» Records provided:
*-*-*

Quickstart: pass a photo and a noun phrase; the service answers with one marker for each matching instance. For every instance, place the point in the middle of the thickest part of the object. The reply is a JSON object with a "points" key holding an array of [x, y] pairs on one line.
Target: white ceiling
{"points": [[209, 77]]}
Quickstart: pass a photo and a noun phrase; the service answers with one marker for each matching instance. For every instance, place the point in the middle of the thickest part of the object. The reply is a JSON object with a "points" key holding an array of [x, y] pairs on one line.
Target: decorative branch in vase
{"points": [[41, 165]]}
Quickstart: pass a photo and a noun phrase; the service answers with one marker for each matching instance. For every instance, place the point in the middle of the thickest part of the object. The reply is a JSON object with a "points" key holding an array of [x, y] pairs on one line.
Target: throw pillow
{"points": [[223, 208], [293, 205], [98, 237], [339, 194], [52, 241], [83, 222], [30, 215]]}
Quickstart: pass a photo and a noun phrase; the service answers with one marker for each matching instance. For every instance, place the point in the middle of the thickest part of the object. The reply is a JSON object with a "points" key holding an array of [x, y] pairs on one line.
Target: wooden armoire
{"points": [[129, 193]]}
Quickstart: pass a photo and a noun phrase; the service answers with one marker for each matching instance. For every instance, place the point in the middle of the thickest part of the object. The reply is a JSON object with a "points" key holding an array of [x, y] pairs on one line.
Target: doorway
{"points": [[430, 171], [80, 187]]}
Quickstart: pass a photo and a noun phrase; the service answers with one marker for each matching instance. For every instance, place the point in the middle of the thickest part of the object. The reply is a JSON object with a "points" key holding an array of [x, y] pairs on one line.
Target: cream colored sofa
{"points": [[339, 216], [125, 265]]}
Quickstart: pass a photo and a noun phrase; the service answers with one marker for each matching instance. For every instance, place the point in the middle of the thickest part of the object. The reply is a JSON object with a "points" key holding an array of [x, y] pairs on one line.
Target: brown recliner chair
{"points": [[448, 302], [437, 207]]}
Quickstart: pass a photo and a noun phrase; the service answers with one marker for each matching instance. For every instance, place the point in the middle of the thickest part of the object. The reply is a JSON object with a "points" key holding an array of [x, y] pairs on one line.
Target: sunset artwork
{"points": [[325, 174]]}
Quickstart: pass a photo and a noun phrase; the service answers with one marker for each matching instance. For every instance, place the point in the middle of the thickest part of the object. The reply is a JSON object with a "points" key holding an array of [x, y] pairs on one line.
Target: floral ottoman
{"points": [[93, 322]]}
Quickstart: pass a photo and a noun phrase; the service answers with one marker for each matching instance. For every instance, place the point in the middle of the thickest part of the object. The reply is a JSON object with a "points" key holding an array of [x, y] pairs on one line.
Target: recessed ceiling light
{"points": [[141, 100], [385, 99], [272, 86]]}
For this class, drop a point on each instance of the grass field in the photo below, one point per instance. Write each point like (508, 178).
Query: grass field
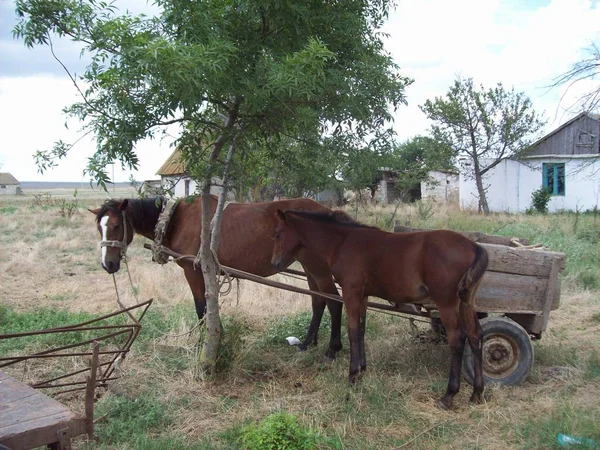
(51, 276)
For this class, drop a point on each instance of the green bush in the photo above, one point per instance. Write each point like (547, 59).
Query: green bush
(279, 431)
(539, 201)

*-*-*

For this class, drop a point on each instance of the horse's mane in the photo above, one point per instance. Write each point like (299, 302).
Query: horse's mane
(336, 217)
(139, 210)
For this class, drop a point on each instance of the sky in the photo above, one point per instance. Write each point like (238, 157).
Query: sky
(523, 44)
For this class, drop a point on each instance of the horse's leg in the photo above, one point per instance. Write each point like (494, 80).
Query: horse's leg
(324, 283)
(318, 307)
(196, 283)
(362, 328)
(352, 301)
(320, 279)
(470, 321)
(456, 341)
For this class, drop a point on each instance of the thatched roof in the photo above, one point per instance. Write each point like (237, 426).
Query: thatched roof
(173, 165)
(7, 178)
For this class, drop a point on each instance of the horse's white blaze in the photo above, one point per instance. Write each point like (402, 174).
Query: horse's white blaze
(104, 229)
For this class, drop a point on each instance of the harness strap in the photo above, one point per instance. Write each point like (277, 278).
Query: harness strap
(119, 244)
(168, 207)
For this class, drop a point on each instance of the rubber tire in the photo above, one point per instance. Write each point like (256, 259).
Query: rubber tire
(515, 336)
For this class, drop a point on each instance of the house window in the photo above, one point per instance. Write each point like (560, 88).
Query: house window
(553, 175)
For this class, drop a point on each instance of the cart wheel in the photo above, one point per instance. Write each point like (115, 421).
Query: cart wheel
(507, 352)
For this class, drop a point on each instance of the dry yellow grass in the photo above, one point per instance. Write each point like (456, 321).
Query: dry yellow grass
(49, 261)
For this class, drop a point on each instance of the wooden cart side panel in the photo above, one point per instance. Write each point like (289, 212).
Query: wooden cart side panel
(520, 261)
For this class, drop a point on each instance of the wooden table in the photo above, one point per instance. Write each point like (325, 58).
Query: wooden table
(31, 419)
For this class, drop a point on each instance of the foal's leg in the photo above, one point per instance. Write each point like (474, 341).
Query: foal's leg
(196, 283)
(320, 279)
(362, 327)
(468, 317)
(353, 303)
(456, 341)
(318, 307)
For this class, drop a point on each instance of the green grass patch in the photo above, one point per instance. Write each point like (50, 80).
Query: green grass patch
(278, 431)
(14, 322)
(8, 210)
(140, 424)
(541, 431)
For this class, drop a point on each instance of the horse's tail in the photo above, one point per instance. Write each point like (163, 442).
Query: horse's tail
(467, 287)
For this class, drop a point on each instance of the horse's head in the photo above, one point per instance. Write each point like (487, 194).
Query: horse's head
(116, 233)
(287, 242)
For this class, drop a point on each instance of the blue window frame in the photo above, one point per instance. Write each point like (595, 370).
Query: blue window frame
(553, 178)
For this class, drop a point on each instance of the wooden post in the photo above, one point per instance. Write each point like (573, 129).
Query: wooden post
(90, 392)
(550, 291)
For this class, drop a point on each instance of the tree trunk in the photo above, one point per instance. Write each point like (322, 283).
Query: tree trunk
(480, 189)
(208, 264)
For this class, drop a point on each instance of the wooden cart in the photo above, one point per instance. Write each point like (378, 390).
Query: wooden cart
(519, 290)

*-*-*

Reproduce the lines above, beginning at the line with "Query: harness strap" and stopping after the line with "like (289, 212).", exactly as they are.

Query: harness strap
(119, 244)
(168, 207)
For this class, drop a point on each instance of the rubber tire in the photo above, one point per instance. Write each point like (256, 259).
Query: rubber tire
(515, 336)
For this class, drop a point on each instance of the house window in the photo above, one point per instance. Write each point like (560, 88).
Query: house window
(553, 175)
For this class, drop a point on each instance of the cart wheel in the photo above, one point per instance. Write each point like (115, 421).
Query: cart wheel
(507, 352)
For this class, drop a point on each instance of the dry yellow grass in the photo above, one point per instance. Write each point like (456, 321).
Query: dry yellow grass
(49, 261)
For this class, drop a point on each instance of the wooden cart side panel in the photo above, one point per instance. Write each point like (289, 212).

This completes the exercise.